CONSEGNA: Cita testualmente le righe a partire da quella che contiene "The pointer SHOULD return, for each instance of the black raft" fino a quella che contiene "[[310, 298], [508, 30]]", entrambe incluse.
################
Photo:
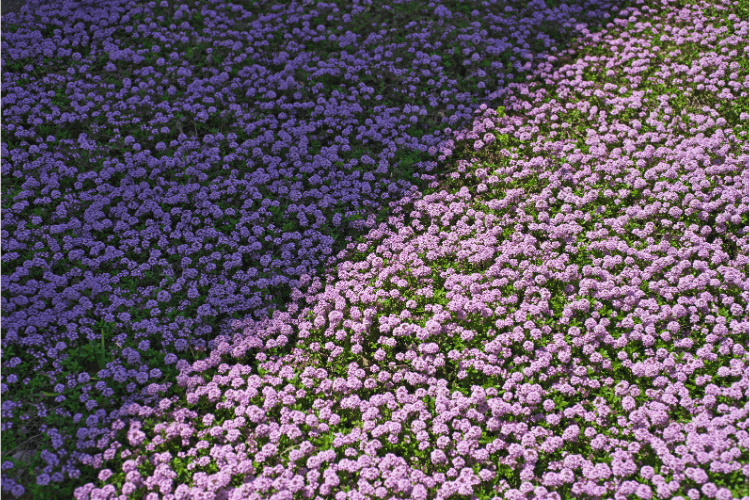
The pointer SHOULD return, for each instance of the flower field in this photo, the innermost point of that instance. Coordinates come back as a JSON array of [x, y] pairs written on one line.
[[364, 250]]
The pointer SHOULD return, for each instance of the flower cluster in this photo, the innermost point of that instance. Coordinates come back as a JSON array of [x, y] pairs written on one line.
[[238, 274]]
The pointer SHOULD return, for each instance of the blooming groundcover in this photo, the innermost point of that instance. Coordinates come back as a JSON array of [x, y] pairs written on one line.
[[559, 310]]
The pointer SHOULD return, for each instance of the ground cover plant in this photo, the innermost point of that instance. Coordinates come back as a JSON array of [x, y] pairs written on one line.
[[280, 276]]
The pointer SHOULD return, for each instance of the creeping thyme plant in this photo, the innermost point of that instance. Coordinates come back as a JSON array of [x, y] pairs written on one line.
[[358, 249]]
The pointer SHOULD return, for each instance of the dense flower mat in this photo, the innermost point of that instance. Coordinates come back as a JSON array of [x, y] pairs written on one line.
[[562, 315]]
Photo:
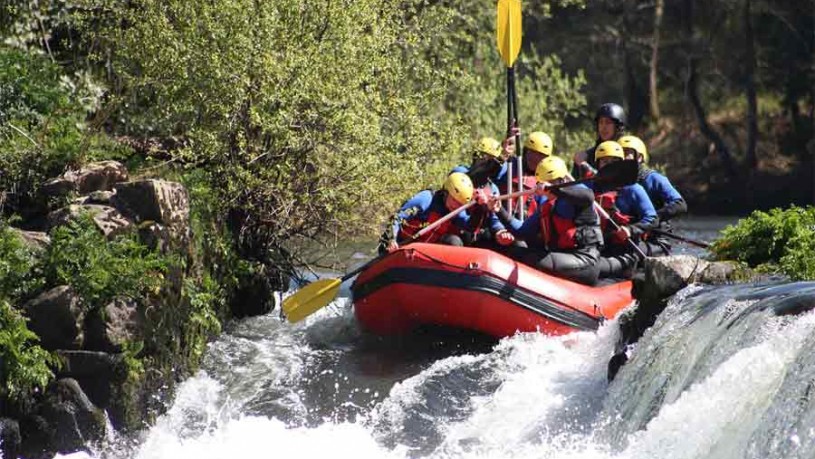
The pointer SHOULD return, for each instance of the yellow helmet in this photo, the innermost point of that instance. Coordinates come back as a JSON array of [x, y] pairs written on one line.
[[459, 185], [540, 142], [609, 149], [551, 168], [631, 141], [489, 146]]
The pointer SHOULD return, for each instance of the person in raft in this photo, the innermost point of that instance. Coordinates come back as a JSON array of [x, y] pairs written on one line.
[[538, 145], [485, 229], [427, 206], [631, 209], [666, 199], [609, 124], [563, 234]]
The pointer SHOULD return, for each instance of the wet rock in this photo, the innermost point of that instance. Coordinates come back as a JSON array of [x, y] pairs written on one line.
[[56, 317], [10, 438], [91, 177], [35, 240], [109, 220], [72, 418], [97, 372], [155, 236], [253, 296], [109, 328]]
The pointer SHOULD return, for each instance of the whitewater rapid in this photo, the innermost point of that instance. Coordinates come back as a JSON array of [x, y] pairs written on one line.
[[711, 379]]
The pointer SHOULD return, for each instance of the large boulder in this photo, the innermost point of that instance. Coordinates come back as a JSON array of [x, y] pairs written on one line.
[[72, 419], [109, 220], [111, 327], [99, 373], [159, 201], [665, 276], [91, 177], [56, 316]]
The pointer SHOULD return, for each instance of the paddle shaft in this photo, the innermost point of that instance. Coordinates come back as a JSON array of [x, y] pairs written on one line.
[[518, 149], [510, 85], [421, 233], [614, 224], [701, 244]]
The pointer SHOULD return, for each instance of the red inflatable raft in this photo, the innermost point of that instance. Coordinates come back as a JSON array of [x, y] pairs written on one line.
[[477, 289]]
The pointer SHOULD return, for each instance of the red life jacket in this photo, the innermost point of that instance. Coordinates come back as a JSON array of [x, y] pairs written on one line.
[[415, 224], [558, 233], [529, 200], [607, 201]]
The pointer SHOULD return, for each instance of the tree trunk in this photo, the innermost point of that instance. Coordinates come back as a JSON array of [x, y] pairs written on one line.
[[692, 92], [636, 103], [750, 88], [653, 89]]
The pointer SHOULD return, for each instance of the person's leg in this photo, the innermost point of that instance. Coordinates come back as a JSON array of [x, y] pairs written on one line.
[[579, 266], [617, 261], [451, 239]]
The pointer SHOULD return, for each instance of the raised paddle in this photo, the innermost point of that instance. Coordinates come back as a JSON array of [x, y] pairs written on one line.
[[508, 38], [318, 294], [701, 244], [614, 175]]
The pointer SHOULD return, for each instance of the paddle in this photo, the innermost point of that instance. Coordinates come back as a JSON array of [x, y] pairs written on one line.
[[318, 294], [701, 244], [614, 175], [508, 37]]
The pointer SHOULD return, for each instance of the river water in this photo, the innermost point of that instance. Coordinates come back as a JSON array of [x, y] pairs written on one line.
[[726, 372]]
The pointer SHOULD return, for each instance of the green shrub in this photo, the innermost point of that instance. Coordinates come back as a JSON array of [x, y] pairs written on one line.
[[19, 271], [781, 240], [99, 269], [24, 366]]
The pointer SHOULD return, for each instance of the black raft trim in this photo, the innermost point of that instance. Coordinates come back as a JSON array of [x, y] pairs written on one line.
[[480, 283]]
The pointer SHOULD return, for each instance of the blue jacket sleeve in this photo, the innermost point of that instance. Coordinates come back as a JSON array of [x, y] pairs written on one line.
[[494, 221], [662, 187], [644, 208], [527, 229], [417, 205]]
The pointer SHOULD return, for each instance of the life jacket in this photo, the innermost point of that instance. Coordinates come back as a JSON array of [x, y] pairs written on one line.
[[479, 214], [413, 225], [530, 182], [608, 201], [557, 233]]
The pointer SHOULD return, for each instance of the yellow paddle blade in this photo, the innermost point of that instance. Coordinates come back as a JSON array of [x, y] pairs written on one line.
[[310, 298], [508, 30]]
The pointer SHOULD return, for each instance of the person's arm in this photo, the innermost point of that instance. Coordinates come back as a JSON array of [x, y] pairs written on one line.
[[648, 218], [416, 205], [577, 195], [674, 204]]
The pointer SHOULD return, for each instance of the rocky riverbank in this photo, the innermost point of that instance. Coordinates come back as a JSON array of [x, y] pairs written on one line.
[[119, 351]]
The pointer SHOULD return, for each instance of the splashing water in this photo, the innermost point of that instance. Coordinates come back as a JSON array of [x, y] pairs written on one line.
[[724, 373]]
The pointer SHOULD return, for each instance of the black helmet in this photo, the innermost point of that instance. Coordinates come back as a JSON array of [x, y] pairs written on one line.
[[612, 111]]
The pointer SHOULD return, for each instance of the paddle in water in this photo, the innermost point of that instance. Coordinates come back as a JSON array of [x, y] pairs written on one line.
[[318, 294], [508, 38]]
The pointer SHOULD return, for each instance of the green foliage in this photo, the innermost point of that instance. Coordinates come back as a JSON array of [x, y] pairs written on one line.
[[18, 267], [24, 366], [311, 118], [42, 125], [99, 269], [781, 240], [205, 298]]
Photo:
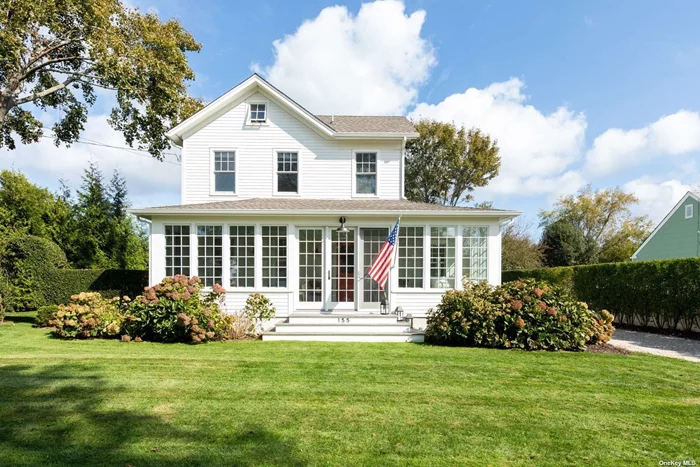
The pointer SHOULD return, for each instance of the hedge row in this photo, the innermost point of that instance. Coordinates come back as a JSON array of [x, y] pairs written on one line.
[[665, 294], [60, 284]]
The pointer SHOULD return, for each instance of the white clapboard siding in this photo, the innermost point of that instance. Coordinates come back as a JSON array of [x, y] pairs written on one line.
[[326, 166]]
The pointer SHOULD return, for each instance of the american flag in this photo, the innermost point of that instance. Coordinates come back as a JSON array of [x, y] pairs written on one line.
[[380, 266]]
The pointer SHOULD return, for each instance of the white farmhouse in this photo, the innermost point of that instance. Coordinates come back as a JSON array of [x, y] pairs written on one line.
[[294, 205]]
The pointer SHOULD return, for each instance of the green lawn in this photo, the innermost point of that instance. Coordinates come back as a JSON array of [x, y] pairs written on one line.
[[284, 403]]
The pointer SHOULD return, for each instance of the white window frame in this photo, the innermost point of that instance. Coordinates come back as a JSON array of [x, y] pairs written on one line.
[[275, 191], [422, 258], [250, 122], [461, 250], [355, 194], [212, 178]]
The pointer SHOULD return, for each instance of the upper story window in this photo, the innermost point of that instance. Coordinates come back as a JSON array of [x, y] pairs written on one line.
[[287, 172], [258, 113], [366, 173], [225, 171]]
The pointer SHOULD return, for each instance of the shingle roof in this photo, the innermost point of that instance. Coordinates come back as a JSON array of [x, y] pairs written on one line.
[[367, 124], [319, 205]]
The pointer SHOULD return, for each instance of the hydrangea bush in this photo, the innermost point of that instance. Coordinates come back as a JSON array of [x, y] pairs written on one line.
[[178, 310], [89, 315], [525, 314]]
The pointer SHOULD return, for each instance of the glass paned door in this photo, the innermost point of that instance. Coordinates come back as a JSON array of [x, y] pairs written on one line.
[[311, 267], [342, 271], [372, 241]]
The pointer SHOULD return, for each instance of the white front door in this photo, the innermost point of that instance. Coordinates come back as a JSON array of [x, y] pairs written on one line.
[[369, 295], [342, 272], [311, 241]]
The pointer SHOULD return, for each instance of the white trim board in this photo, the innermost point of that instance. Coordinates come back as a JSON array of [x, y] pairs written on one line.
[[690, 194]]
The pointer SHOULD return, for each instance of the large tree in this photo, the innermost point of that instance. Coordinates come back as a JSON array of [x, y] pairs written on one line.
[[602, 220], [445, 163], [54, 53]]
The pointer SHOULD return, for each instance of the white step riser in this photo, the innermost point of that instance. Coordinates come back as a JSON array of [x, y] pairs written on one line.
[[341, 328], [418, 338], [321, 319]]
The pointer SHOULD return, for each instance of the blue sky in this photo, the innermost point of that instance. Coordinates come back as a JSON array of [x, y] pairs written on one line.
[[576, 92]]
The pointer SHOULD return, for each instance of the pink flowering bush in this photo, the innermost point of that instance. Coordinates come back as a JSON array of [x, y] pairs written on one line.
[[88, 314], [526, 314], [178, 310]]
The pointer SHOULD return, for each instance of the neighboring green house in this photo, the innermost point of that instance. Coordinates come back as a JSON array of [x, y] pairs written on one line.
[[677, 236]]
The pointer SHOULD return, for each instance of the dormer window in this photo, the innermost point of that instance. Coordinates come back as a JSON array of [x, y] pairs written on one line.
[[258, 113]]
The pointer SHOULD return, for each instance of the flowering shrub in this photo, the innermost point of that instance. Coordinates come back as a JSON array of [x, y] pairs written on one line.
[[258, 309], [89, 315], [526, 314], [178, 310]]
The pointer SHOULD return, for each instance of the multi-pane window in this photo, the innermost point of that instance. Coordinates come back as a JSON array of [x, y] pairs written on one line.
[[366, 173], [209, 254], [258, 113], [287, 172], [242, 250], [411, 257], [474, 253], [442, 257], [177, 250], [225, 171], [274, 256]]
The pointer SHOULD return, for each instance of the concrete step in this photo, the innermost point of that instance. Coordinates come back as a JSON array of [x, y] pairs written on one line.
[[342, 328], [340, 318], [417, 337]]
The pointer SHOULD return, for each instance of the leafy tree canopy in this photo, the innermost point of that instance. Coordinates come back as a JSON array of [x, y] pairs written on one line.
[[445, 163], [602, 219], [56, 52]]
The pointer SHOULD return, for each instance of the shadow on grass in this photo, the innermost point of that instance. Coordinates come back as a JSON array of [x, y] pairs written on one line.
[[62, 416]]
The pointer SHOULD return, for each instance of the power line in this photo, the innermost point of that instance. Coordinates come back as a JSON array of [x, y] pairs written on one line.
[[83, 140]]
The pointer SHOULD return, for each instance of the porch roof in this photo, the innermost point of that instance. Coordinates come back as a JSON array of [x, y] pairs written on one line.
[[296, 206]]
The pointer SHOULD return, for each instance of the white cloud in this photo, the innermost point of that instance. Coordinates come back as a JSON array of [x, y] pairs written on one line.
[[617, 150], [536, 149], [150, 182], [656, 198], [372, 63]]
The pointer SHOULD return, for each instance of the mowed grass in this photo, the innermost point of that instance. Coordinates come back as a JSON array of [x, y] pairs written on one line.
[[65, 403]]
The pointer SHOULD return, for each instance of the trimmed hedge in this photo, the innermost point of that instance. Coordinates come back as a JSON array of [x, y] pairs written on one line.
[[665, 294], [60, 284]]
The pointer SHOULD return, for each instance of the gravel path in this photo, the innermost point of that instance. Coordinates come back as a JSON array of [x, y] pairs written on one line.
[[657, 344]]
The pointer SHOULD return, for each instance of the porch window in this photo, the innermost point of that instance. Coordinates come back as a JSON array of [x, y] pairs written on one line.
[[242, 239], [177, 250], [225, 171], [474, 253], [442, 257], [366, 173], [411, 257], [287, 172], [274, 256], [209, 254]]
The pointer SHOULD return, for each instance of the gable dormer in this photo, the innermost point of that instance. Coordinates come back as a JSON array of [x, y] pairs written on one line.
[[256, 142]]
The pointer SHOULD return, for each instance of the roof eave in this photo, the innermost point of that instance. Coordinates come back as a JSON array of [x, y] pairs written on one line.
[[325, 212]]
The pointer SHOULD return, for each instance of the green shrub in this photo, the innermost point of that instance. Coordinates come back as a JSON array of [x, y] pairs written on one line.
[[528, 314], [26, 259], [44, 314], [665, 294], [258, 309], [89, 315], [178, 310], [63, 283]]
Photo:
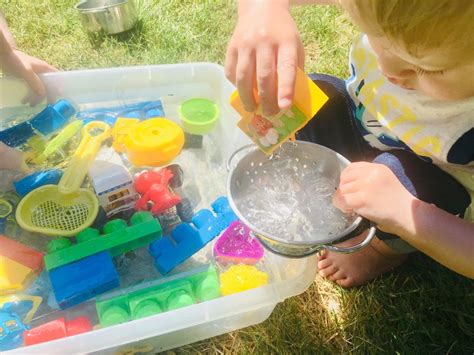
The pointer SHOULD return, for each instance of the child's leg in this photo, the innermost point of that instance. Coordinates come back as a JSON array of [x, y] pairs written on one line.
[[425, 181], [335, 128]]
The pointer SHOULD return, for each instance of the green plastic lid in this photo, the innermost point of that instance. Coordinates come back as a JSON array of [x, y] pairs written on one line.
[[179, 299], [5, 208], [147, 308], [198, 115], [114, 315]]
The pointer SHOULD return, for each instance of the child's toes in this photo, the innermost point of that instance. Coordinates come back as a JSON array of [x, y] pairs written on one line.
[[337, 276], [328, 271], [346, 282], [324, 263]]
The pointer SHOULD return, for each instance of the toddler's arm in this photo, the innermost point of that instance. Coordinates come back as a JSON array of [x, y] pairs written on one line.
[[265, 51], [17, 63], [373, 191]]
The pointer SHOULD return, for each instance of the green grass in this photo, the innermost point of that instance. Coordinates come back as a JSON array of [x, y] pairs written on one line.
[[421, 308]]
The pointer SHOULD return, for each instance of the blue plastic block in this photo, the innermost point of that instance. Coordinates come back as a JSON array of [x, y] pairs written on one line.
[[84, 279], [11, 329], [17, 135], [53, 117], [222, 208], [38, 179], [187, 239]]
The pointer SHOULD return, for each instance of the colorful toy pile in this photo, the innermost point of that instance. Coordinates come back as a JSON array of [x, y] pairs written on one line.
[[101, 187]]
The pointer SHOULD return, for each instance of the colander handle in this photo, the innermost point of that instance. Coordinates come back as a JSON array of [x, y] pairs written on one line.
[[228, 163], [354, 248], [84, 155]]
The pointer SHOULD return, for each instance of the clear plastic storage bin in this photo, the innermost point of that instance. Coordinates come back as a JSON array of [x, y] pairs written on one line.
[[205, 170]]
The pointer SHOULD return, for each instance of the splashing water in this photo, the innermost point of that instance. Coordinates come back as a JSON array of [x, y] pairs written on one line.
[[290, 199]]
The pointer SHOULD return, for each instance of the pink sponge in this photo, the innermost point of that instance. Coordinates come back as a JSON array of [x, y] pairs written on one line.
[[238, 245]]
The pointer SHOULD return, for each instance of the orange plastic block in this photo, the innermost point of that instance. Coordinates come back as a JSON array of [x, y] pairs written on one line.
[[20, 253], [270, 132], [19, 265], [13, 276]]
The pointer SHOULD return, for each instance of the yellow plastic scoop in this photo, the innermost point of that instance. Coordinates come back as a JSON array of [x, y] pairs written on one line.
[[66, 209]]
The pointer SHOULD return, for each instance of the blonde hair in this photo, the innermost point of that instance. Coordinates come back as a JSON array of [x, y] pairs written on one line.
[[419, 25]]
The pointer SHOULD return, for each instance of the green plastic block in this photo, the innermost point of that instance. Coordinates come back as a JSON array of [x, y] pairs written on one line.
[[164, 295], [114, 311], [118, 238]]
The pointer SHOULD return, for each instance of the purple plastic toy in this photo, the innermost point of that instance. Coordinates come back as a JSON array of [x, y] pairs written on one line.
[[237, 244]]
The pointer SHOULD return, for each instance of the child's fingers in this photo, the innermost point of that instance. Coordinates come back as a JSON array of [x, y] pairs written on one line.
[[300, 55], [338, 200], [287, 62], [349, 187], [34, 82], [40, 66], [244, 77], [267, 80], [231, 58]]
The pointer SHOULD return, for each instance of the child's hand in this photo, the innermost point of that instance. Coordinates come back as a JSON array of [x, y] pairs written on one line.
[[266, 48], [374, 192], [20, 64]]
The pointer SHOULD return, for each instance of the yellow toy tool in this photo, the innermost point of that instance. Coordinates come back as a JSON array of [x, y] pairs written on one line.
[[66, 209], [154, 142]]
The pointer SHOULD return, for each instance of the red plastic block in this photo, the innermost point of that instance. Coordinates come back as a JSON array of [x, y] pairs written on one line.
[[57, 329], [21, 253]]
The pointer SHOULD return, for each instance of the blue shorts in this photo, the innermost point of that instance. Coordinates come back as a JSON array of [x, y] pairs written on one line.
[[335, 127]]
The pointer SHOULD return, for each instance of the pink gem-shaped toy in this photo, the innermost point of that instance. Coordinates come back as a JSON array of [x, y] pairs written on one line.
[[237, 244]]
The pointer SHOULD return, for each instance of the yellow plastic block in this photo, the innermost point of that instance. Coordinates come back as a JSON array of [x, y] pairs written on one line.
[[242, 277], [154, 142], [33, 304], [13, 276], [119, 132], [270, 132]]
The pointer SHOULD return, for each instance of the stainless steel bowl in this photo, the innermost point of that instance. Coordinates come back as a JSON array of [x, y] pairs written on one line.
[[109, 16], [330, 164]]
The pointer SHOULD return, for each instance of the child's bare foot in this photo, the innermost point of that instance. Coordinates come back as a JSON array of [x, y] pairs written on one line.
[[356, 269]]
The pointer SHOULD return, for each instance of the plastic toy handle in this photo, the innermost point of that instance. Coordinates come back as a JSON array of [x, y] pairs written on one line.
[[228, 163], [61, 139], [84, 155], [354, 248]]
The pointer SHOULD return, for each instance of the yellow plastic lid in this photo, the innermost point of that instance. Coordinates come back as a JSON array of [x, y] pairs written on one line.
[[154, 142]]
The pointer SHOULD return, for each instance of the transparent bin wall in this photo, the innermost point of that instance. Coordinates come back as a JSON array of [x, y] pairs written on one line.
[[172, 84]]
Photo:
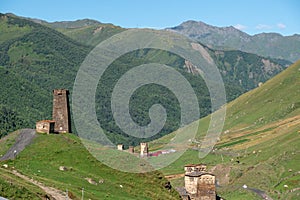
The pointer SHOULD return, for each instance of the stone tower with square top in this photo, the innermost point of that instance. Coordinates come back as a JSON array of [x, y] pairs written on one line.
[[61, 111]]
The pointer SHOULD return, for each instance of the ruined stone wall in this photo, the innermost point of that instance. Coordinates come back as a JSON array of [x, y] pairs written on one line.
################
SOLUZIONE:
The pointer SHOULD return, for each instance of the black raft trim in this photo, the innermost point of that instance. Coordinates come back as a JSON array of [x, y] pairs written on one line.
[[480, 283]]
The pointer SHOULD return, for each instance of the blue jacket sleeve in this photo, the innermost point of that instance. Coordinates come back as a JSON array of [x, y] pairs written on one line.
[[494, 221], [662, 187], [644, 208], [527, 229], [417, 205]]
The pointer SHOULD return, for each instance of the life jacket in this photo, the innermost point of that instance. Coordinates come back as a JSON array of [x, y] pairs written on one line.
[[479, 214], [413, 225], [530, 182], [608, 201], [557, 233]]
The pointer SHOULD return, for each instance of the yellow paddle blade in this photo, the innermost point of that instance. Coordinates come back as a JSON array of [x, y] pairs written on one line.
[[310, 298], [508, 30]]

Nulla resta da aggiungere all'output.